(Items listed in a dataset)
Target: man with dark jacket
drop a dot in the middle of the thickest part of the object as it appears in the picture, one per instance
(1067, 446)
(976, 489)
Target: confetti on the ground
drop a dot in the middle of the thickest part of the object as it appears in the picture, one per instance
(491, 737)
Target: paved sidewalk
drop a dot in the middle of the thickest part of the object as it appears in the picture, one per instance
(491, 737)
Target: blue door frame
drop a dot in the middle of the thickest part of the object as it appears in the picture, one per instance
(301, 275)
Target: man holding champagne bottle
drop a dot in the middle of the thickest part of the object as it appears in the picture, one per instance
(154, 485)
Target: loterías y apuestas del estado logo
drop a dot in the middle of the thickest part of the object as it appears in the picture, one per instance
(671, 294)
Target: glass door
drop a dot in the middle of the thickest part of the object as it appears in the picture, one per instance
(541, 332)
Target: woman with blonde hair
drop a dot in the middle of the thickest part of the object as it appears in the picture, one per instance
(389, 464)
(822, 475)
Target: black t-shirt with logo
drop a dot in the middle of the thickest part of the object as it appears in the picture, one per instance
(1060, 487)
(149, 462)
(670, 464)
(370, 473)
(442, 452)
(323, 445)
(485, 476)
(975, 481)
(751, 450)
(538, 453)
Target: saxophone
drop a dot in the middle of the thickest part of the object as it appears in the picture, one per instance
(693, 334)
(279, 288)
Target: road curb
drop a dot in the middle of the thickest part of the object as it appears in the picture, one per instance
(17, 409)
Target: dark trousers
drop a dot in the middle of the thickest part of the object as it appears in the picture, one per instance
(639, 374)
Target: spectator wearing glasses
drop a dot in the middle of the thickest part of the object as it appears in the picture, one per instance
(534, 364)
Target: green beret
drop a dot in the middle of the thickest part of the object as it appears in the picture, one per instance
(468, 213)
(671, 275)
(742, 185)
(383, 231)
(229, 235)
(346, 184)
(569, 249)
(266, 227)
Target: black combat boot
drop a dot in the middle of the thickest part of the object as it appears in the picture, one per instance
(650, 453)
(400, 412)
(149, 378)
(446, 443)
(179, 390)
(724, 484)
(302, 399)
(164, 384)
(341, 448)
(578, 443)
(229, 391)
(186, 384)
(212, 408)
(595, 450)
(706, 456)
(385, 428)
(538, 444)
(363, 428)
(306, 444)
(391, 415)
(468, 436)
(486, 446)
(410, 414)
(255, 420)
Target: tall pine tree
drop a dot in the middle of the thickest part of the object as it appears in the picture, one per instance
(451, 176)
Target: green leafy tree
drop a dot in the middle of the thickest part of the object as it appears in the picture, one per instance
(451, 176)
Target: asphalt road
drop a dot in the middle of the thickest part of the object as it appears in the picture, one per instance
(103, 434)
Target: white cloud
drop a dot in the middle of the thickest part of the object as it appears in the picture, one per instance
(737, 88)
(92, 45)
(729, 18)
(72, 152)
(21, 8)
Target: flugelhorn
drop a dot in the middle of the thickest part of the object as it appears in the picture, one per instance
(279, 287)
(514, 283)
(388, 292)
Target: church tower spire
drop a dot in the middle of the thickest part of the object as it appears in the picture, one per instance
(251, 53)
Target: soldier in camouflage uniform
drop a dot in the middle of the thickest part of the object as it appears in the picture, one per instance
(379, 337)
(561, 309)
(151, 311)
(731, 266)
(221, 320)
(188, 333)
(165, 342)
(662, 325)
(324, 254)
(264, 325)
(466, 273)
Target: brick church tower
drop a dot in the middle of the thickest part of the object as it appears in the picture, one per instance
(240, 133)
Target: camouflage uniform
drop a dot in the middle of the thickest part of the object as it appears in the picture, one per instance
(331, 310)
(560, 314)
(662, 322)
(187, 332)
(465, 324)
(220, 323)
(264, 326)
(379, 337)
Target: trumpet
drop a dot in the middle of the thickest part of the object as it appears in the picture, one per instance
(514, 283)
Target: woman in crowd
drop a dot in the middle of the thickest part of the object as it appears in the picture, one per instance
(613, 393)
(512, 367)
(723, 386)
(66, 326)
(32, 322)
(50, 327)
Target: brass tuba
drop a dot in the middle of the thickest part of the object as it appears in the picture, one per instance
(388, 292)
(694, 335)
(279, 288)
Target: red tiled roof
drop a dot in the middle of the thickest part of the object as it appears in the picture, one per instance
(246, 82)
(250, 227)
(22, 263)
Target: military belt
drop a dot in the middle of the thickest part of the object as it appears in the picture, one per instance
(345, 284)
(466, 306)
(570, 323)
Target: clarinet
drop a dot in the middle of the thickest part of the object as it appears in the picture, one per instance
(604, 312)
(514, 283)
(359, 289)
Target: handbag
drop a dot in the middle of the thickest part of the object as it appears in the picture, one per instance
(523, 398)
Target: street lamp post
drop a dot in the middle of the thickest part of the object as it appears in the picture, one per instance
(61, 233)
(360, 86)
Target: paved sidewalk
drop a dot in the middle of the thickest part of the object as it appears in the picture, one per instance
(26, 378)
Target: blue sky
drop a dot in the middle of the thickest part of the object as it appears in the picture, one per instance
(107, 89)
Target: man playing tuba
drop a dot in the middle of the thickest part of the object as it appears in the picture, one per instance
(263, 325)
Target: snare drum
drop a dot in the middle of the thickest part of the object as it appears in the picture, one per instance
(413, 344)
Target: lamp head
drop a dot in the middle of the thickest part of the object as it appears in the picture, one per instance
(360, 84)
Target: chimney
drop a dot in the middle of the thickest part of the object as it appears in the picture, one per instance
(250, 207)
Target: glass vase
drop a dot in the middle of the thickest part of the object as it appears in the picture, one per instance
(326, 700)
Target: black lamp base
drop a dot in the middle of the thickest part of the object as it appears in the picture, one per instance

• EXERCISE OBJECTIVE:
Go through the listing above and restate it word for word.

• REPLY TO THE EXERCISE:
Target: man with dark jacket
drop a dot in the middle of the thickest part of the object as it appears in the picture, one per instance
(1067, 446)
(976, 489)
Target: confetti on the ground
drop a dot in the middle of the thickest part of the object as it appears in the picture, one per instance
(491, 737)
Target: paved sidewalk
drop a dot in the middle of the thickest part of the object as it appears in the picture, one per instance
(491, 737)
Target: blue door frame
drop a dot in the middle of the thickest part of the object as it appears in the picture, one per instance
(301, 275)
Target: man holding champagne bottle
drop a dot in the middle of the thickest part of the object as it appears in the picture, one per instance
(154, 485)
Target: loterías y apuestas del estado logo
drop a dot in the middle of the thickest part of the object as it appears in the picture, one per instance
(671, 294)
Target: glass door
drop a dot in the middle of the thickest part of the object as it appears in the picture, one per instance
(541, 332)
Target: woman with blonde hair
drop a dot in the middle of the thickest part of the object as it appears in the picture, one per instance
(389, 464)
(822, 475)
Target: black t-shirt with logo
drop a dot in the middle of the thickest part of the object as it appears in the picture, one per instance
(1060, 487)
(149, 462)
(670, 464)
(370, 473)
(442, 452)
(323, 445)
(485, 476)
(975, 481)
(751, 450)
(538, 453)
Target: saxophone
drop a dot in the middle of the thickest part of the object as it appears in the picture, one per instance
(693, 334)
(279, 288)
Target: road curb
drop a dot in the middle of the thickest part of the object as it appears in the picture, one per instance
(17, 409)
Target: dark trousers
drop a dot in the middle of the thickest part of the object as it appears in the picture, one per instance
(639, 374)
Target: spectator wearing glasses
drop a dot in the middle of the thickest part of the object as it appears in the picture, one per instance
(534, 364)
Target: green beret
drop a dot in the middle of the thickest part of the object as it appears in the picture, one per instance
(468, 213)
(671, 275)
(742, 185)
(383, 231)
(229, 235)
(346, 184)
(569, 249)
(266, 227)
Target: black combat boot
drop a dot in the middle of the thickest part of the object as it appears in the picture, one per instance
(650, 453)
(400, 412)
(149, 378)
(446, 443)
(179, 390)
(724, 484)
(302, 399)
(164, 384)
(341, 448)
(578, 443)
(229, 391)
(186, 384)
(212, 408)
(595, 450)
(706, 456)
(385, 428)
(538, 444)
(363, 428)
(306, 444)
(391, 415)
(468, 436)
(486, 446)
(410, 414)
(255, 420)
Target: tall pine tree
drop a dot in the middle of the thickest part of the object as it appears in the picture, one per instance
(451, 176)
Target: green leafy tree
drop a dot in the middle of the thickest part of the object as it appears in the picture, one per instance
(451, 176)
Target: asphalt road
drop a dot in the middle of the thickest part of the object as it appears in the picture, one per instance
(103, 434)
Target: white cloud
drop a dot in the middle of the thickest part of the object as it appears in the picture, one per instance
(737, 88)
(92, 45)
(729, 18)
(72, 152)
(21, 8)
Target: flugelhorn
drop a dot in the middle of the thickest part of the object as it appears in the picture, one per instance
(279, 287)
(514, 283)
(388, 292)
Target: church tower spire
drop a dot in the middle of the thickest part of the object as it appears in the picture, one per instance
(251, 53)
Target: soldier in camouflage uniform
drop a dot in the middle of the thickest part of the object as it appears in the picture, one per instance
(379, 337)
(561, 309)
(151, 311)
(731, 266)
(221, 320)
(188, 333)
(165, 342)
(662, 325)
(324, 254)
(264, 325)
(466, 273)
Target: brick church tower
drop a dot in the middle of the thickest part of the object as it appears in the picture, one per instance
(240, 133)
Target: camouflage uniform
drop a dot in the middle of the thickest part of the object as it appears in the picture, one per instance
(331, 310)
(560, 314)
(662, 322)
(187, 332)
(465, 324)
(220, 323)
(264, 326)
(379, 337)
Target: trumpet
drop a dot in the middle of the thickest part of the object as it appears in the picture, one per instance
(514, 283)
Target: woman in crowd
drop a dot in the middle of the thickest part of the object as it appears in the picture, one per instance
(613, 393)
(512, 367)
(723, 386)
(66, 326)
(32, 322)
(50, 327)
Target: brass tuba
drop a dot in the middle of the thickest part of the object as it appears in the picture, one per instance
(388, 292)
(694, 335)
(279, 288)
Target: red tiled roof
drop a dot in the middle of the thickest part of the object as it appears in the picture, one per instance
(246, 82)
(250, 227)
(22, 263)
Target: military belt
drop a dot in the middle of the thickest part of the object as it appears in the picture, one per instance
(345, 284)
(466, 306)
(570, 323)
Target: clarinet
drop a dot in the middle of the thickest part of the object as it appears in the picture, one per instance
(604, 312)
(514, 283)
(359, 289)
Target: handbag
drop a dot in the middle of the thickest part of the object as it appears in the picture, one per instance
(523, 398)
Target: street lamp post
drop a dot in the middle of the thickest part of the object as it appears in the picture, one per instance
(61, 233)
(360, 86)
Target: paved sidewalk
drop a dot in the middle of the thickest part of the object as it appears in the picture, one per instance
(26, 378)
Target: blue sky
drop a dot in the middle of the thickest part of the object as it appears in the picture, one per instance
(107, 89)
Target: man playing tuba
drop a dot in the middle of the thickest part of the object as it appears in the picture, one per instance
(263, 325)
Target: snare drum
drop a dot in the middle of the thickest part of the object as it appears in the picture, one per instance
(413, 344)
Target: lamp head
drop a dot in the middle of the thickest part of the object as it appears in the picture, one per instance
(360, 84)
Target: chimney
drop a dot in the middle of the thickest part of the object as it appears in the picture, one per instance
(250, 207)
Target: glass vase
drop a dot in the middle of the thickest part of the object as it appears in the picture, one per instance
(326, 700)
Target: black lamp base
drop a dot in the middle of the thickest part of the object as it appears in the picture, one per instance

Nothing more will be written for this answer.